§ Problem details:
Extract from the entries below, exactly as given, only the lines from the line containing "[[170, 294], [202, 187]]" to the line containing "[[345, 104], [328, 56], [228, 270], [225, 128]]", both lines included.
===== Data for this exercise
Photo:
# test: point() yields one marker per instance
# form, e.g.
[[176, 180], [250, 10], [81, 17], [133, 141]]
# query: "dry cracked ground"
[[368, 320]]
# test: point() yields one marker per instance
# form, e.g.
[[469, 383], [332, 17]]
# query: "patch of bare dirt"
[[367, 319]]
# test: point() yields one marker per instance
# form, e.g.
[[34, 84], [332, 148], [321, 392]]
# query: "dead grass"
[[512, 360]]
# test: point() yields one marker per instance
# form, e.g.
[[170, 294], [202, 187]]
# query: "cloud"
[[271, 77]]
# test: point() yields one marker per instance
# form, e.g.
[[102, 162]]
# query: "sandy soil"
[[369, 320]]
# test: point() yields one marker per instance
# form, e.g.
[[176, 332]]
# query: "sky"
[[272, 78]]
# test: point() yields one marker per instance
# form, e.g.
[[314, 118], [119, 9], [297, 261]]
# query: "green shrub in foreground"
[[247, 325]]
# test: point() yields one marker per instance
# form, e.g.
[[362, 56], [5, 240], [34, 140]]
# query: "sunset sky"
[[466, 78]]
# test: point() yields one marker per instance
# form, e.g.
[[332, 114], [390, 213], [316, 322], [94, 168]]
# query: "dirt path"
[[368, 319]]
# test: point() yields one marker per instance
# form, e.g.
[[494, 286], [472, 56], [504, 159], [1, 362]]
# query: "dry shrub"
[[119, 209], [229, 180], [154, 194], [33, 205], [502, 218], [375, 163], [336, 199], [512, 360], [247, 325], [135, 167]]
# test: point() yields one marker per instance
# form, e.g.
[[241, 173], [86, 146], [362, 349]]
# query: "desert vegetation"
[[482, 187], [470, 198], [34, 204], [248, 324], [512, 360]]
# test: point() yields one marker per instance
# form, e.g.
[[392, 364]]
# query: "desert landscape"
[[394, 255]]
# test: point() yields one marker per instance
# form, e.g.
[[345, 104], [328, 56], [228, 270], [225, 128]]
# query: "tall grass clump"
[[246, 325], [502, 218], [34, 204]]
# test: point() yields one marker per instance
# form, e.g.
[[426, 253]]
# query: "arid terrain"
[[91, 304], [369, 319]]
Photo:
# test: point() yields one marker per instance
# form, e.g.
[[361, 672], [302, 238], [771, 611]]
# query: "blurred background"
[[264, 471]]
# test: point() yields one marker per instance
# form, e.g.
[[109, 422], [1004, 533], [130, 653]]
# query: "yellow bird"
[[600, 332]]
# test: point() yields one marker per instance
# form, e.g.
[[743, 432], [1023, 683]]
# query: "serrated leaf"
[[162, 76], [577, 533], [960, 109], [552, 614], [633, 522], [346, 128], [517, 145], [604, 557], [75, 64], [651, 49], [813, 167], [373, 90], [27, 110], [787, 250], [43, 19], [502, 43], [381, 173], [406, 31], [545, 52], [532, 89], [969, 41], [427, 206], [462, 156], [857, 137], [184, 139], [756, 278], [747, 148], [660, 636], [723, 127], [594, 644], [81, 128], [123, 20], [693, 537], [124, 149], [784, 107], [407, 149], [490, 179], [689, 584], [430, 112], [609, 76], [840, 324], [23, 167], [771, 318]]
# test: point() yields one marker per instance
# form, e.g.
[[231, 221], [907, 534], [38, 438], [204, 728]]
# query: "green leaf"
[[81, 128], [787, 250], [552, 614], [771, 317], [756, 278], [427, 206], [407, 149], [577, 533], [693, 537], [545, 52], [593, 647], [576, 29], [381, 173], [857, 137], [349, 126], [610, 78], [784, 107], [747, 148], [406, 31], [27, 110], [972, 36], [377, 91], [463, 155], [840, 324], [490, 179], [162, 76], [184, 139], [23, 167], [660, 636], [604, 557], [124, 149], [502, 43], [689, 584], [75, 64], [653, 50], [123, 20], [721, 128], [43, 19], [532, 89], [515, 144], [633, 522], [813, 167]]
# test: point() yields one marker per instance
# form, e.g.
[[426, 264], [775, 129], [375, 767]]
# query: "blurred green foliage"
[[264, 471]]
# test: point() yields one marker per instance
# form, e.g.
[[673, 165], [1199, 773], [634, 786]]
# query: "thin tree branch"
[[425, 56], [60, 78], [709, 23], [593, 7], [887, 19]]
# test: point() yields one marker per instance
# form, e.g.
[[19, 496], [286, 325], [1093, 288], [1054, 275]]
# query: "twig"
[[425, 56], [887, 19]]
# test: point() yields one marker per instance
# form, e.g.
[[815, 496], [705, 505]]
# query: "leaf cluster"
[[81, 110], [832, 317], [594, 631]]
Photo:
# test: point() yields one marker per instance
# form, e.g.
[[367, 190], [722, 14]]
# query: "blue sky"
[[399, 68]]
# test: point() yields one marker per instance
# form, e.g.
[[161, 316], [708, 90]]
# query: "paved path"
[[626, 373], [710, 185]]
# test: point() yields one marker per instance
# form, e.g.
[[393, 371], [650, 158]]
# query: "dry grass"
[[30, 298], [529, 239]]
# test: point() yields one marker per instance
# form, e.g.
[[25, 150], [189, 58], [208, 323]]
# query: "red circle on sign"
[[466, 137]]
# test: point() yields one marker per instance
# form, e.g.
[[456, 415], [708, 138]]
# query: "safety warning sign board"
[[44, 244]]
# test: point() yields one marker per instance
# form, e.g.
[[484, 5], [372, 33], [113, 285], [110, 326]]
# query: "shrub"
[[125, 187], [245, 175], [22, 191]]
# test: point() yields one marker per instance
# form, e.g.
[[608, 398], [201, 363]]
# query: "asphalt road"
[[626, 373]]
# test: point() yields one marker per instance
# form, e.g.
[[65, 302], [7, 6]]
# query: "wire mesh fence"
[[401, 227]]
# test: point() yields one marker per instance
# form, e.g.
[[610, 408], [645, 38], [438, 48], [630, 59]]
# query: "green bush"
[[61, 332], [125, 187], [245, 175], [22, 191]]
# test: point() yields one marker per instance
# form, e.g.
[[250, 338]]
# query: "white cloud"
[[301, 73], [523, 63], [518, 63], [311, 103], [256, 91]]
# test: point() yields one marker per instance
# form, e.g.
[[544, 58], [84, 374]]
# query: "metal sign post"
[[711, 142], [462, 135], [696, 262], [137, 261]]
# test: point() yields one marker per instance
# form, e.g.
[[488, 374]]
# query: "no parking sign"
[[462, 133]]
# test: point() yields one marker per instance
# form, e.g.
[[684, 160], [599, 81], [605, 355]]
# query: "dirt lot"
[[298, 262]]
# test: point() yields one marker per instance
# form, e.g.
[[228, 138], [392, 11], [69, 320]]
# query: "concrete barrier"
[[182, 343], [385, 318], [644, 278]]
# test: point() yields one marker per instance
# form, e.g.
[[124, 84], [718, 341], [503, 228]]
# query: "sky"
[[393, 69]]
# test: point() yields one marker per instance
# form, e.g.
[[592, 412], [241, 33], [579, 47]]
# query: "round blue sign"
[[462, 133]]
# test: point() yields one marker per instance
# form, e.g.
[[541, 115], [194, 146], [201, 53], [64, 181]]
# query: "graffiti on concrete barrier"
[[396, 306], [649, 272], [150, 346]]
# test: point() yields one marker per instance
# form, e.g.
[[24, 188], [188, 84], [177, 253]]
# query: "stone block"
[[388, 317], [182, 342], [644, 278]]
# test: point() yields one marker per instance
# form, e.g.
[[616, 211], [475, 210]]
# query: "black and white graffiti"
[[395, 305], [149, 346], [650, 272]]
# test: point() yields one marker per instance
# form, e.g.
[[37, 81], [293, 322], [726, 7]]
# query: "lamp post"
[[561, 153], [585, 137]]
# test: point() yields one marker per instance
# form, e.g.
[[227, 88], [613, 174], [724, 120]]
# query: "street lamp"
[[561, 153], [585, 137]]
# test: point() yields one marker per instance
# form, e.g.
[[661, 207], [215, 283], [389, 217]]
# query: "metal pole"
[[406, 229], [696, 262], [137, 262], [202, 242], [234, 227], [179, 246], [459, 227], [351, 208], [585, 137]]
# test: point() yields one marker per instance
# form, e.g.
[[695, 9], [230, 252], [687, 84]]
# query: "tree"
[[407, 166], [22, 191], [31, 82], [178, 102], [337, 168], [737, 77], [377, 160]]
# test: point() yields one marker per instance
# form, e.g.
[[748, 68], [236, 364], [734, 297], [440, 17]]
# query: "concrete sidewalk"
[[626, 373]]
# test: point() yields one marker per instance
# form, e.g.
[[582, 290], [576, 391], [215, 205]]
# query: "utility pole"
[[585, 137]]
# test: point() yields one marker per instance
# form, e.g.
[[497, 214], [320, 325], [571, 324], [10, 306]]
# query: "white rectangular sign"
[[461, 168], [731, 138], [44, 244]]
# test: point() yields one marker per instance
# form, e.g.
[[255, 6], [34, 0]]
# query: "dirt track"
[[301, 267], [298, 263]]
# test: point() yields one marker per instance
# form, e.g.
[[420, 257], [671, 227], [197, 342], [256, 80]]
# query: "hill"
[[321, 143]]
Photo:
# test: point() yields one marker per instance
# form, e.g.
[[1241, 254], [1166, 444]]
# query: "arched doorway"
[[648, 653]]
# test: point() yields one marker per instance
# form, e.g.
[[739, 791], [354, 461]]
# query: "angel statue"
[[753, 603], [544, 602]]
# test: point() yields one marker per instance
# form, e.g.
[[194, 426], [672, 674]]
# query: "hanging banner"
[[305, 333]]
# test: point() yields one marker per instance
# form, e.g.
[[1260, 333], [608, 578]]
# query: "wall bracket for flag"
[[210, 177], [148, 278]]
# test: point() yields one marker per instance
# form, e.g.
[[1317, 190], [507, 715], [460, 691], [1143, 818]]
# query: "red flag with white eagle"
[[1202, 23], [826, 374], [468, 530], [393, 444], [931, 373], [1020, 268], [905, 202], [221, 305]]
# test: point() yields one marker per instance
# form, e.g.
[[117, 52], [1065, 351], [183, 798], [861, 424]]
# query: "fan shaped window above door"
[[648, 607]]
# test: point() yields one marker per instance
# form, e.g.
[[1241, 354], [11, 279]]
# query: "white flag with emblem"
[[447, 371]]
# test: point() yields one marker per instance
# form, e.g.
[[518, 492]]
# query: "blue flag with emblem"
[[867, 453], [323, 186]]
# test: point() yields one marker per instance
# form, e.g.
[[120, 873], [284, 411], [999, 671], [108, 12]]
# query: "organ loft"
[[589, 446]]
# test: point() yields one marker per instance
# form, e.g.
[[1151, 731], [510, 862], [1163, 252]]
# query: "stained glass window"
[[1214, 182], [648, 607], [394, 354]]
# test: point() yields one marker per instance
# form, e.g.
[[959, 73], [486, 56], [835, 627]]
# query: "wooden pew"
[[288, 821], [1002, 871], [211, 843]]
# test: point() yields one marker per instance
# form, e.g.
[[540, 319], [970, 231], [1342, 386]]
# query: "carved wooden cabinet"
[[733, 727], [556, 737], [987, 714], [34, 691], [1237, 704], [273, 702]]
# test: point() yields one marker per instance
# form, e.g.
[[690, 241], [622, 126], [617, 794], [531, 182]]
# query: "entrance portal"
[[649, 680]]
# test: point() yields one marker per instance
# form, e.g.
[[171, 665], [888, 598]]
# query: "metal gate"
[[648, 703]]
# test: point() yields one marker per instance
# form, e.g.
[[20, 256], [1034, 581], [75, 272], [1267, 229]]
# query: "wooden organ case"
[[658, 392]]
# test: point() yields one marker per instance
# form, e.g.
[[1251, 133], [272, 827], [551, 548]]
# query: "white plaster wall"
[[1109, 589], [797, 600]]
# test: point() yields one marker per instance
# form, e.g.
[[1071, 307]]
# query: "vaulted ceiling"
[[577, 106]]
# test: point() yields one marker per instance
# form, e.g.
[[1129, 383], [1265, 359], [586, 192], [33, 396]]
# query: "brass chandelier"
==========
§ Exercise output:
[[170, 294], [202, 187]]
# query: "cloud"
[[271, 77]]
# test: point() yields one marker per instance
# form, e.g.
[[102, 162]]
# query: "sandy soil"
[[369, 320]]
# test: point() yields one marker per instance
# form, e.g.
[[176, 332]]
# query: "sky"
[[272, 78]]
# test: point() yields one marker per instance
# form, e.g.
[[314, 118], [119, 9], [297, 261]]
# query: "green shrub in foreground"
[[247, 325]]
# test: point() yields one marker per instance
# form, e.g.
[[362, 56], [5, 240], [34, 140]]
# query: "sunset sky"
[[466, 78]]
# test: point() yields one marker per instance
# form, e.g.
[[332, 114], [390, 213], [316, 322], [94, 168]]
# query: "dirt path"
[[368, 319]]
# test: point() yields one marker per instance
# form, e.g.
[[494, 286], [472, 56], [504, 159], [1, 362]]
# query: "dry shrub"
[[119, 209], [229, 180], [154, 194], [33, 205], [502, 218], [375, 163], [336, 199], [512, 360], [247, 325], [135, 167]]
# test: point() yields one marker per instance
# form, e.g.
[[241, 173], [86, 146], [362, 349]]
# query: "desert vegetation"
[[482, 187], [470, 198], [34, 204], [248, 324], [512, 360]]
# test: point() yields one marker per instance
# form, e.g.
[[392, 364]]
# query: "desert landscape"
[[394, 255]]
# test: point() yields one marker per instance
# form, e.g.
[[345, 104], [328, 56], [228, 270], [225, 128]]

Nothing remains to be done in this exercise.